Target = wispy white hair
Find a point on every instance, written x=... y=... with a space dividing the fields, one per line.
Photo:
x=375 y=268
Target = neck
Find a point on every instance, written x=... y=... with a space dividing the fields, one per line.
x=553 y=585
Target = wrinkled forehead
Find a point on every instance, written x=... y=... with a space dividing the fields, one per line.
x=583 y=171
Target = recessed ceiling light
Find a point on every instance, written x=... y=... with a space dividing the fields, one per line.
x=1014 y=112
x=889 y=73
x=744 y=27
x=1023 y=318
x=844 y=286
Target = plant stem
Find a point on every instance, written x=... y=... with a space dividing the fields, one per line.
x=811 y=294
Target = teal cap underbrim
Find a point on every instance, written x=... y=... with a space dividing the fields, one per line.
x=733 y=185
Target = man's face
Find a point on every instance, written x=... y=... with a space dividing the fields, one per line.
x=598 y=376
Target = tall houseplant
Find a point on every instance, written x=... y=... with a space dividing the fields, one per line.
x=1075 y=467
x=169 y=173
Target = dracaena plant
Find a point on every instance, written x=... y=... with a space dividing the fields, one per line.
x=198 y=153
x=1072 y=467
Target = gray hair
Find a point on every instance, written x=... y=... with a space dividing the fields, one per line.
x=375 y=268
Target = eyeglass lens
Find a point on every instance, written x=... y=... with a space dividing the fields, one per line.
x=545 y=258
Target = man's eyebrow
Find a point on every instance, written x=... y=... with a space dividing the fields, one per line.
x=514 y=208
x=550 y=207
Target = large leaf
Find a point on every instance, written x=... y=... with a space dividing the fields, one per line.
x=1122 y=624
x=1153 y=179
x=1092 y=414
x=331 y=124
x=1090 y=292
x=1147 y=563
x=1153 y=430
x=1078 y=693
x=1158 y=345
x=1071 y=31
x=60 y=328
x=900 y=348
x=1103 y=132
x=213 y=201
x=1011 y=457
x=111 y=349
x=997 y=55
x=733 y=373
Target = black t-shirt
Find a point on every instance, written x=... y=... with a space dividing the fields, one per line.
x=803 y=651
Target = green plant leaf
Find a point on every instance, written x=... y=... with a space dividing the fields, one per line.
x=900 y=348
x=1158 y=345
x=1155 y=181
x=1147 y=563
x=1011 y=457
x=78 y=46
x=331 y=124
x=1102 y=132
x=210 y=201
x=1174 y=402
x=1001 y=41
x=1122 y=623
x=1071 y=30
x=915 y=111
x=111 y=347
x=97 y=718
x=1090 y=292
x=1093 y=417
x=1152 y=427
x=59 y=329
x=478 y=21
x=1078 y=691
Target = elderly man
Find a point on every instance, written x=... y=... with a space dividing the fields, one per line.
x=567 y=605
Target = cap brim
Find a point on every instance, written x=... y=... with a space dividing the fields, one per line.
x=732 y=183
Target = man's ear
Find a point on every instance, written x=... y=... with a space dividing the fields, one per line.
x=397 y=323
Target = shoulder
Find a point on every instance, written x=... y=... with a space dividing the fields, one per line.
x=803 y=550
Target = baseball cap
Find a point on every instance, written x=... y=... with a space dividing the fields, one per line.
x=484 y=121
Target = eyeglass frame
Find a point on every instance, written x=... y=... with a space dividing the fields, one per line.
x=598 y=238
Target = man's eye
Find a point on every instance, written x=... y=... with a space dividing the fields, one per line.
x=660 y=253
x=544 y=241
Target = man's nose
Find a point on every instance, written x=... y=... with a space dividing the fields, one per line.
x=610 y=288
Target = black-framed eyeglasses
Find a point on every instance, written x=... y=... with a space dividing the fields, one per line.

→ The task: Put all of the lines above into a numbered list, and leave out any blank lines.

→ Answer to the problem:
1. Target = wispy white hair
2. Find a point on every instance, written x=... y=... with a space dividing the fields, one per line.
3. Photo:
4. x=375 y=268
5. Target = neck
6. Find a point on every instance, written x=... y=... with a space dividing the fields, one per line.
7. x=553 y=585
8. Target = wrinkled forehead
9. Find a point on every instance, written x=... y=... with a space dividing the fields, one per line.
10. x=583 y=171
11. Target = recessed ceiling light
12. Find a point on every instance, written x=... y=... with a space dividing the fields, one per line.
13. x=1014 y=112
14. x=889 y=73
15. x=744 y=27
16. x=1023 y=318
17. x=844 y=286
18. Target = plant stem
19. Find a point on every instance, written x=... y=... with a space dividing the fields, one per line.
20. x=811 y=294
21. Target = teal cap underbrim
22. Find a point on every instance, written x=... y=... with a space dividing the fields, one per line.
23. x=733 y=185
24. Target = man's face
25. Find a point on every instance, written x=... y=... with a space dividing the fields, one per line.
26. x=598 y=376
27. Target = tall houseplant
28. Find a point on every instance, written x=... y=... with a space dividing the fields, one per line.
29. x=1075 y=467
30. x=169 y=173
31. Target = dracaena plant
32. Find a point on every instance, written x=... y=... with a space dividing the fields, one per line.
33. x=198 y=153
34. x=1072 y=467
35. Target = gray hair
36. Find a point on every instance, written x=... y=... with a space dividing the fields, one per line.
37. x=375 y=268
38. Target = eyeglass lens
39. Find a point on every instance, written x=... y=... with a space dividing the fields, one per line.
40. x=545 y=258
41. Target = man's eyebrow
42. Find a point on every instance, written x=... y=... with a space dividing the fields, one per line.
43. x=514 y=208
44. x=550 y=207
45. Target = large leaf
46. Find a point on every instance, written x=... y=... with a space dividing the fields, one per line.
47. x=1122 y=624
48. x=1153 y=179
49. x=1092 y=414
50. x=331 y=124
51. x=1090 y=292
52. x=1147 y=563
53. x=1153 y=430
54. x=1078 y=693
55. x=1158 y=345
56. x=1071 y=31
57. x=60 y=328
58. x=900 y=348
59. x=1103 y=132
60. x=213 y=201
61. x=1011 y=457
62. x=111 y=349
63. x=997 y=55
64. x=733 y=373
65. Target = black t-shirt
66. Find a point on every instance, written x=... y=... with a space dividing the fields, one per line.
67. x=803 y=651
68. Target = green plant leaf
69. Find a point on every instance, written x=... y=... with a space dividing the fields, one per line.
70. x=900 y=348
71. x=1158 y=345
72. x=1155 y=181
73. x=1147 y=563
74. x=1011 y=457
75. x=78 y=46
76. x=331 y=124
77. x=1102 y=132
78. x=210 y=201
79. x=1174 y=402
80. x=1001 y=41
81. x=1122 y=623
82. x=1071 y=30
83. x=915 y=111
84. x=111 y=347
85. x=97 y=718
86. x=1090 y=292
87. x=1093 y=417
88. x=1152 y=427
89. x=59 y=329
90. x=478 y=21
91. x=1078 y=691
92. Target = elderly man
93. Find a point on every instance, written x=... y=... with a space dividing the fields, one per line.
94. x=567 y=605
95. Target = cap brim
96. Find a point on every instance, written x=... y=... with a space dividing the fields, one per line.
97. x=732 y=183
98. Target = man's ear
99. Find a point on every instance, written x=... y=... with a space dividing the fields, one per line.
100. x=397 y=323
101. Target = shoulder
102. Find a point on every instance, written x=... y=... with a space dividing the fields, one per line.
103. x=803 y=550
104. Target = baseball cap
105. Find a point on every instance, written x=... y=... with a space dividing the fields, one per line.
106. x=484 y=121
107. Target = eyeglass frame
108. Find a point on every instance, written x=... y=... with a space dividing the fields, one per line.
109. x=598 y=238
110. Target = man's eye
111. Find a point on every instance, written x=... y=... with a space dividing the fields, one per line.
112. x=660 y=253
113. x=544 y=241
114. Target = man's nose
115. Find a point on every instance, written x=... y=... with a space dividing the fields, one per line.
116. x=610 y=288
117. Target = black-framed eyeglasses
118. Find a point on every instance, written x=... y=... with a space dividing the fields, one per line.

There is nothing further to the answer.